| YOUR GOAL |
Give again the lines from the line with "power line pole." to the last line of the records, exactly and in full. Do not carry over any pictures.

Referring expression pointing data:
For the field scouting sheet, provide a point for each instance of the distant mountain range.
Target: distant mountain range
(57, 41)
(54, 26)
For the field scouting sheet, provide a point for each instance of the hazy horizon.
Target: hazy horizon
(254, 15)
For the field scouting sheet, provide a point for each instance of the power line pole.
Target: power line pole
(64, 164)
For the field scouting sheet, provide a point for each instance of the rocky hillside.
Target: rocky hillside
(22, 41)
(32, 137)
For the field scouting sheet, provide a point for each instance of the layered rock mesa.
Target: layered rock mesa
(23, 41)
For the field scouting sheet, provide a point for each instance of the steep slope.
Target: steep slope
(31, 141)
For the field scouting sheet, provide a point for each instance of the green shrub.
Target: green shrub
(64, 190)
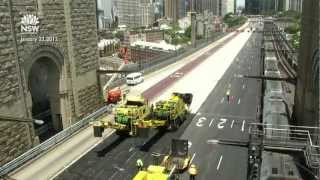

| ANSWER FOR THIS EXERCISE |
For the field scouting sheet, provide a point for each instance of the power line pole.
Target: power line pole
(64, 164)
For the field scouting sheet, provide a point for each instance of the rocky hillside.
Target: rocky hillside
(22, 41)
(32, 137)
For the field scouting sheet, provide a point for each instance of the layered rock mesa.
Target: layered rock mesa
(23, 41)
For the field scouting sheet, provide a point for each instance of the steep slope.
Target: steep slope
(31, 141)
For the field scouting sheet, provide a point for each instance of the green shrub.
Target: green shrub
(64, 190)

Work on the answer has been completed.